_Instrucciones de trabajo_
a – ¿Puedes repetir literalmente el pasaje del texto sobre William Randolph Hearst que va de "Érase una vez" a "su dedo meñique."?
b – ¿Podrías completar el texto sobre William Randolph Hearst con la parte que sigue a su última oración?

Érase una vez un hombre tan insultantemente rico hecho a sí mismo -ya saben, ese arquetipo masculino del self made -término acuñado en Estados Unidos a mediados del XIX- que su único hijo, en lugar de pedir una pelota para jugar al fútbol en el exclusivo patio de su exclusivo cole donde desollarse las rodillas junto a sus exclusivos amiguitos, llegó a pedir a su progenitor que le regalara el castillo de Windsor y el museo de Louvre. Así. Del tirón. Como el que pide un cola cao y una galleta María. Qué culpa tenía el chiquillo si era un abrir la boca y tener a Aladino y su lámpara mágica bailando en su dedo meñique.
Lo que sí le regaló unos añitos más tarde tras ser expulsado de Harvard fue un periódico, el San Francisco Examiner, que su millonario y congresista padre había aceptado como pago previo a una apuesta.
Ese niño era William Randolph Hearst. Tenía entonces 23 años, 1886 para que se ubiquen, y el muchacho lo petó saltándose a la torera todos los códigos de ética periodística como veracidad, rigor, imparcialidad, equidad o responsabilidad pública que llevan a todo profesional que se precie a dormir con la conciencia tranquila por las noches. El San Francisco Examiner fue el pistoletazo de salida para una carrera empresarial de cuidaíto que vienen curvas a base de editoriales, reportajes y fotografías donde la verdad importaba poco y el sensacionalismo lo ocupaba todo con el único objetivo de que se vendiera como rosquillas parar ganar mucho, mucho, mucho dinerito. Tanto que generó pingües beneficios a su joven propietario alimentando ese tipo de ambición desmedida donde los límites se difuminan en una línea prácticamente invisible que le arrastran, para ir haciendo boca, a comprar periódicos como el que come pipas una tediosa tarde de domingo.
Permítanme que les traiga a modo de ejemplo un episodio que históricamente nos pilla emocionalmente cerca. Convencido de que desde la atalaya de su imperio periodístico lo mismo podía deponer o alzar a un presidente que provocar una guerra. Acostumbrado a afirmar, “el poder de un periódico es la mayor fuerza dentro de cualquier civilización”. Vocero de sus principios y, como decía Groucho Marx, “…y si no le gustan tengo otros”. Partidario de la doctrina creada y enraizada en Estados Unidos a mediados del XIX, el Destino Manifiesto -que por resumirla en una frase breve sentencia que Estados Unidos tiene como misión y destino el defender y promover la democracia de un lado a otro del mundo. O como afirmaba el presidente Lincoln, “Estados Unidos es la última y mejor esperanza sobre la faz de la tierra”- William Randolph Hearst, precipitó sin escrúpulo alguno la declaración de guerra de su gobierno contra España desde las páginas de sus diarios.

_Sección de datos_
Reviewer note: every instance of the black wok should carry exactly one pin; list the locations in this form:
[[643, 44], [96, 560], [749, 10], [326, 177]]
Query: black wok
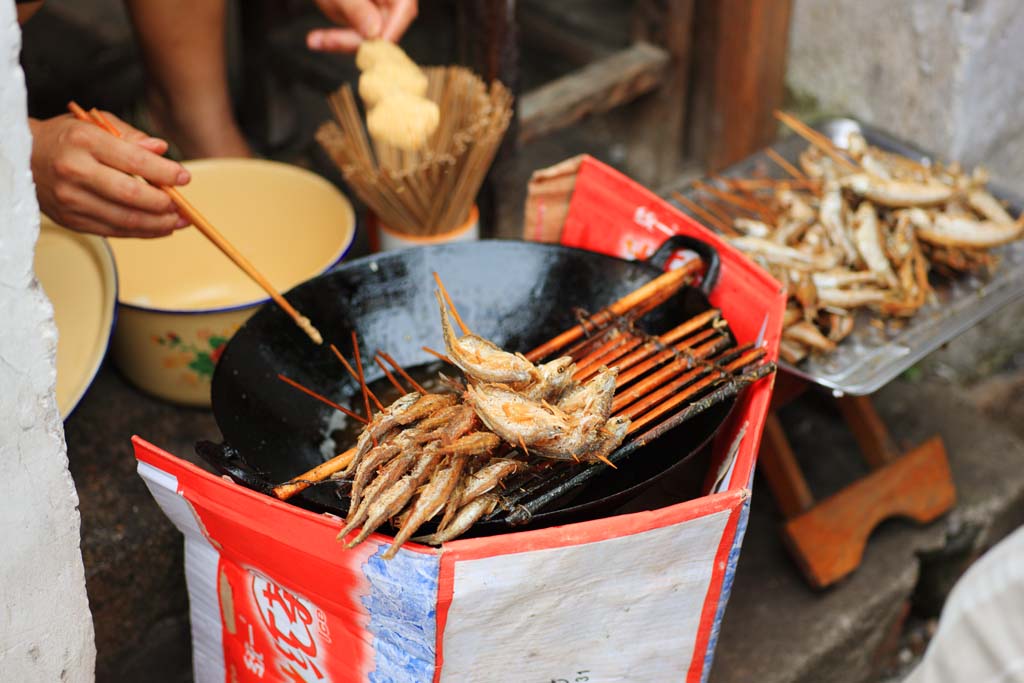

_Respuestas por tarea_
a –
Érase una vez un hombre tan insultantemente rico hecho a sí mismo -ya saben, ese arquetipo masculino del self made -término acuñado en Estados Unidos a mediados del XIX- que su único hijo, en lugar de pedir una pelota para jugar al fútbol en el exclusivo patio de su exclusivo cole donde desollarse las rodillas junto a sus exclusivos amiguitos, llegó a pedir a su progenitor que le regalara el castillo de Windsor y el museo de Louvre. Así. Del tirón. Como el que pide un cola cao y una galleta María. Qué culpa tenía el chiquillo si era un abrir la boca y tener a Aladino y su lámpara mágica bailando en su dedo meñique.

b –
Así, cuando el acorazado norteamericano Maine de visita rutinaria a Cuba explota en el puerto de La Habana el 15 de febrero de 1898 por razones que aún hoy se creen fortuitas causando la muerte de doscientos sesenta y seis de los trescientos cincuenta y cuatro hombres que conformaban la tripulación, la marina estadounidense abre una investigación que concluye la inexistencia de sabotaje en favor de un posible accidente dentro del acorazado. El gobierno norteamericano por su parte no cuestiona el informe interno ni tiene en mente provocar un conflicto contra España. Hearst sin embargo lo tiene claro, recuerden su lema “I make news”. Publica en sus periódicos sin rubor alguno que en opinión de los oficiales de la armada, a los que ni había entrevistado ni contrastado la noticia, la explosión ha sido provocada por una mina española. Posteriormente envía a la isla a uno de sus dibujantes, Frederick Remington, quien una vez allí y comprobado que todo está en calma, que no hay más noticia que dar, reporta, “todo en calma. No habrá guerra. Regreso” a lo que Hearst le contesta, “usted facilite las ilustraciones que yo pondré la guerra”. Dicho y hecho. Sus lectores asistirán a tremendas crueldades de los españoles en la isla, batallas inexistentes, entrevistas falsas.
Aquello fue como afirmó Pulitzer “una guerra perfecta con la cual se puede mantener despierto el interés de los lectores”. ¿Les parece pertinente hablar de fake news, tan de moda el palabro en estos tiempos que corren, o de noticias falsas que queda igual de chulo y se entiende divinamente? ¿Les suena?
¡ESPAÑA CULPABLE!
EL MAINE DESTRUIDO POR UNA MINA FLOTANTE
EL MAINE PARTIDO EN DOS POR UNA MINA ESPAÑOLA
¡ESPAÑA TRAIDORA!
¡EXTRA! ¡EXTRA!
TORPEDO ESPAÑOL HUNDE BUQUE NORTEAMERICANO EN LA HABANA
¡EXTRA! ¡EXTRA!
Caso omiso. Hearst se salió con la suya. El gobierno norteamericano exige al español que abandone la isla que, como saben, estaba en guerra con Cuba desde 1895. España rompe relaciones diplomáticas con Estados Unidos. Los titulares de los periódicos sensacionalistas cada vez más grandes, más escandalosos, más belicosos. El 25 de abril Estados Unidos declara la guerra a España. Ataque de la armada norteamericana contra la flota española en Filipinas. Adiós Cuba. Adiós Filipinas. Adiós Puerto Rico. Adiós canal de Panamá. Adiós. Adiós.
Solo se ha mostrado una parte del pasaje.